(Request)
Filter the records below and copy out each line in which the string "gets" appears, treating uppercase and lowercase letters as distinct.

(Given data)

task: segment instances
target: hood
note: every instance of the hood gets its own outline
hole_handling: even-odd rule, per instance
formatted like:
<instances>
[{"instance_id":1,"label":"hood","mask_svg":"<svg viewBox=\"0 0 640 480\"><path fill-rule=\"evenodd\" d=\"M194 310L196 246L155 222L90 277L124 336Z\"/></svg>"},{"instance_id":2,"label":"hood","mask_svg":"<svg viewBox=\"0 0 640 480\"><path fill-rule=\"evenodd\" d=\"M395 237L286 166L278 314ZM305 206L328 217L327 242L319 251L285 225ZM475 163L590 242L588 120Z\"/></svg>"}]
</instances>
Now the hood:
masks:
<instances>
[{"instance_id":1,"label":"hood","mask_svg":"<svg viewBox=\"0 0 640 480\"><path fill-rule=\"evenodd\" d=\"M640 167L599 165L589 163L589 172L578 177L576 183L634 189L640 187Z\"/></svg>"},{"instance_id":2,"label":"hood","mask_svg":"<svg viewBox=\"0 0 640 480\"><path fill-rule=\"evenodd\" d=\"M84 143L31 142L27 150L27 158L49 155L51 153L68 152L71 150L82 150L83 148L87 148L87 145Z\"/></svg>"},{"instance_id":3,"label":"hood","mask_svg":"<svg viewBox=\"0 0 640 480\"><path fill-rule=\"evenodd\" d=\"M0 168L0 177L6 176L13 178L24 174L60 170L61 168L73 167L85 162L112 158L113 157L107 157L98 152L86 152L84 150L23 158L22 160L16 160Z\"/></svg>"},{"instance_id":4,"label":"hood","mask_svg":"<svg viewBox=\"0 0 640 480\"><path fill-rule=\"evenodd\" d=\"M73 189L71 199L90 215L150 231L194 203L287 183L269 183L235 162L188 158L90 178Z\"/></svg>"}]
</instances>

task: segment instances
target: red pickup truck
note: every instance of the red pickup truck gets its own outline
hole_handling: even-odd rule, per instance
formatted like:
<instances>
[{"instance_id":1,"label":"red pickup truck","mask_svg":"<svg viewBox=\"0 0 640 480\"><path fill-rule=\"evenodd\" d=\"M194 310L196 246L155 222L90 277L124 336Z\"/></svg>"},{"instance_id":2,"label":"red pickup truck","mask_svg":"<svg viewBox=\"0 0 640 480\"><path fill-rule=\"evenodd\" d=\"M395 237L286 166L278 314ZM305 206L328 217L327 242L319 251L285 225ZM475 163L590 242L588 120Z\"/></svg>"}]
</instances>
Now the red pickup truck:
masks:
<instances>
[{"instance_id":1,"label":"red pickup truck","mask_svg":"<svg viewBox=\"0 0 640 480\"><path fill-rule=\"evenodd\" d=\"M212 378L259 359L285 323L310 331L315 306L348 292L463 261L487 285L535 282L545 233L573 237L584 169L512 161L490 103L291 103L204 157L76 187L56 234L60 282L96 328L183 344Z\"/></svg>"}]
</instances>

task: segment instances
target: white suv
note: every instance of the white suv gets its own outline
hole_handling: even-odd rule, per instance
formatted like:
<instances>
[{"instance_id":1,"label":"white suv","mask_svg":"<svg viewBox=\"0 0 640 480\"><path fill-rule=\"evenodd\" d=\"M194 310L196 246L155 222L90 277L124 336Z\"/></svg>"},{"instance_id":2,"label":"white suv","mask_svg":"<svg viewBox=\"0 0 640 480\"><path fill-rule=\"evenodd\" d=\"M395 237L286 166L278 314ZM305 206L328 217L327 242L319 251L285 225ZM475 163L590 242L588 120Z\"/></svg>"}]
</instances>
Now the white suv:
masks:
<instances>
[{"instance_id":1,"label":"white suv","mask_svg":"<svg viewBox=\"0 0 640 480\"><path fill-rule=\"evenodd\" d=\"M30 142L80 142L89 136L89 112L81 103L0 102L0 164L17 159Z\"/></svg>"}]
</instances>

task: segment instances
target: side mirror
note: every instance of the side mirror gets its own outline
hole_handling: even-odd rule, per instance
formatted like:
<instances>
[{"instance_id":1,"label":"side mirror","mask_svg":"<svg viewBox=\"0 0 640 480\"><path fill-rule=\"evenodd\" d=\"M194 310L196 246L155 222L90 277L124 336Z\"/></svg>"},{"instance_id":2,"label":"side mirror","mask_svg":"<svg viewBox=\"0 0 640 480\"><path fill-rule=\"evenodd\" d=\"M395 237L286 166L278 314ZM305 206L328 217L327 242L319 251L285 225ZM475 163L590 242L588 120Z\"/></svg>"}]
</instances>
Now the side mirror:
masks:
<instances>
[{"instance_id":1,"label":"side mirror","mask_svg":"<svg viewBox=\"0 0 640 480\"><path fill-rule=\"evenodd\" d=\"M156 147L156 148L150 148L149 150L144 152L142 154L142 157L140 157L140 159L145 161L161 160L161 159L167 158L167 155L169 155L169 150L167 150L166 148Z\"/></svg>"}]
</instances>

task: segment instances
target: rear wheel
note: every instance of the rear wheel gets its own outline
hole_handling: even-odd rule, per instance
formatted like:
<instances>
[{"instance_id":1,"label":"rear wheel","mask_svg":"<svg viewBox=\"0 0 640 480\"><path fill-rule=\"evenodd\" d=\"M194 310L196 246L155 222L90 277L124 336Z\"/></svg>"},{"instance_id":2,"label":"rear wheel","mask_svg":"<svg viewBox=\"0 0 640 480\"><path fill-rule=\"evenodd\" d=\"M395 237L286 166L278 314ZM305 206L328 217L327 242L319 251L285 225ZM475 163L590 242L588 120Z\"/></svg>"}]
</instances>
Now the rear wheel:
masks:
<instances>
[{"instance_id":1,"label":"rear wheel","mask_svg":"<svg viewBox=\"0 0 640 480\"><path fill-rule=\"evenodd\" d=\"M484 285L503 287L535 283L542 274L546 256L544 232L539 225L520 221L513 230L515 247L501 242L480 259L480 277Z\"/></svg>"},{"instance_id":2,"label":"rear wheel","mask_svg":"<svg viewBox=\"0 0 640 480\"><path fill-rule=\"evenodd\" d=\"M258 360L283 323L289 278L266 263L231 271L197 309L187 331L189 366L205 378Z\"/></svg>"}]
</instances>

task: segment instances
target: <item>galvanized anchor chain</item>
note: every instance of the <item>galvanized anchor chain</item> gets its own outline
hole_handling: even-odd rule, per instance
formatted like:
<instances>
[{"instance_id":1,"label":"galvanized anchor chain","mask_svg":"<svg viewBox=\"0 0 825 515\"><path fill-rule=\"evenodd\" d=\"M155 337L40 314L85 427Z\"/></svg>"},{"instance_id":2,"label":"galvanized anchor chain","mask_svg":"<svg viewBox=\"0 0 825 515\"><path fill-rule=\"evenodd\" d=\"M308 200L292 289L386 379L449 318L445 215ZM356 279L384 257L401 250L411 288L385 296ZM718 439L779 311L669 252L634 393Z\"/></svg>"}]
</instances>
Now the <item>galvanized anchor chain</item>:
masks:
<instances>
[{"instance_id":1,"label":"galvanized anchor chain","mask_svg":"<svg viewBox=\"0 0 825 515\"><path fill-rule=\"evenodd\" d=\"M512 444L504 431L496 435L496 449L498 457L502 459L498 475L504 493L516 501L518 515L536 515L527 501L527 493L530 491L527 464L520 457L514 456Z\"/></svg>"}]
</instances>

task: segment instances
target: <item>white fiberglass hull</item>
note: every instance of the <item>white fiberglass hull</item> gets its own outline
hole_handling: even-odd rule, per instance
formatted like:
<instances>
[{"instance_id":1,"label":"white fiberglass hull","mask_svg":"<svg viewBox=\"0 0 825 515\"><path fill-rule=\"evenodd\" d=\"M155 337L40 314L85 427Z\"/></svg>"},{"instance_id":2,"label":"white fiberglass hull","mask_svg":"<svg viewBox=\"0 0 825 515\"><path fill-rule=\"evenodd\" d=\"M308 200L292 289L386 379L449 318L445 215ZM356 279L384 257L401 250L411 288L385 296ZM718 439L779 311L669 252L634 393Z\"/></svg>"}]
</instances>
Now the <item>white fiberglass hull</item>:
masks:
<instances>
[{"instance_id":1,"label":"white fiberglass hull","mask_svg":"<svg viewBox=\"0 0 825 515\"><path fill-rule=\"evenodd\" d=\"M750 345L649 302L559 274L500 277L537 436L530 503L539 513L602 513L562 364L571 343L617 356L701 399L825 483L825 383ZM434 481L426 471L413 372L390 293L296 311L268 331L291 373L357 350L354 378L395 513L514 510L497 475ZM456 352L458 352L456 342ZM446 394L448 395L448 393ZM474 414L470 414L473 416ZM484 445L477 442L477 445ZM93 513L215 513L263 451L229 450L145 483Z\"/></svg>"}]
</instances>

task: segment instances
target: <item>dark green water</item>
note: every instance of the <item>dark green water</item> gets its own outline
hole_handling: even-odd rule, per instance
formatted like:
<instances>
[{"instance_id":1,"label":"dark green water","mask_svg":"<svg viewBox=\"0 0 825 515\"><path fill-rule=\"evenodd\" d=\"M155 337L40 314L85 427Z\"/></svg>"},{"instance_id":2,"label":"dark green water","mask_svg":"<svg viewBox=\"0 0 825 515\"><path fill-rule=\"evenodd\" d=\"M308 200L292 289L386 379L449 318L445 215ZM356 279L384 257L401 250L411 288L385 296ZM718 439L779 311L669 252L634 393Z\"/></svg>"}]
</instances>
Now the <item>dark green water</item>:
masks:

(Reply)
note: every instance of the hood gets its own outline
note: every instance of the red pickup truck gets its own outline
note: every instance of the white suv gets its own outline
note: every instance of the side mirror gets its own outline
note: every instance of the rear wheel gets its own outline
note: every instance of the <item>galvanized anchor chain</item> gets its own outline
note: every instance of the <item>white fiberglass hull</item> gets its own outline
note: every instance of the <item>dark green water</item> gets its own outline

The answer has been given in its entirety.